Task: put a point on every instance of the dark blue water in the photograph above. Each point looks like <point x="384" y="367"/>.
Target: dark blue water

---

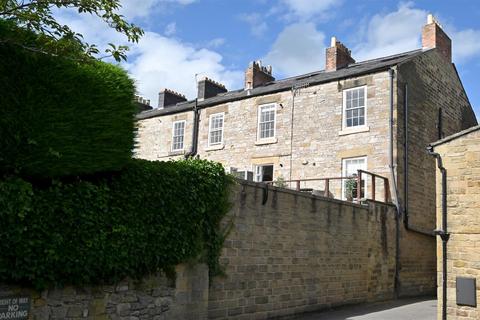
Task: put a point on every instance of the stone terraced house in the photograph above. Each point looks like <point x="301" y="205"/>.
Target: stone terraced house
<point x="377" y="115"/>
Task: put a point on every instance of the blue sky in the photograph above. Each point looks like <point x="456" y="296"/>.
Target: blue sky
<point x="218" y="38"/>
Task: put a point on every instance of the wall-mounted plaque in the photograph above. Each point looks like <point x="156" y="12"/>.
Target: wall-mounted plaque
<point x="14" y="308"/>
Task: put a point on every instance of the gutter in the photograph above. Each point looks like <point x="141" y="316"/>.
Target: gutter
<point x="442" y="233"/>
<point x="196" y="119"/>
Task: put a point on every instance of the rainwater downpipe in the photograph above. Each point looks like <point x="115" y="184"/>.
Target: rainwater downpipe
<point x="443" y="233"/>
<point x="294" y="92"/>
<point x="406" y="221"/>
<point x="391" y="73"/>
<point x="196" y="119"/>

...

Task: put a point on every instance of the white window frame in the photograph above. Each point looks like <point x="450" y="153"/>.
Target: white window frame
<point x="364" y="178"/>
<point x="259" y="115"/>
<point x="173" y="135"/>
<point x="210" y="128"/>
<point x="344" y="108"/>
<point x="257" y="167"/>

## What to produce
Output the part of the records above that opens with the line containing "Task: put a point on every instance of the dark" and closes with the line containing "Target: dark blue water" as a Markdown table, with a Row column numbering each line and a Line column holding its text, leaving out any blank lines.

## Written response
| Row | Line |
|---|---|
| 1 | Task: put a point on every instance of the dark blue water in the photograph above. Each point looks like <point x="384" y="367"/>. |
| 2 | Target: dark blue water |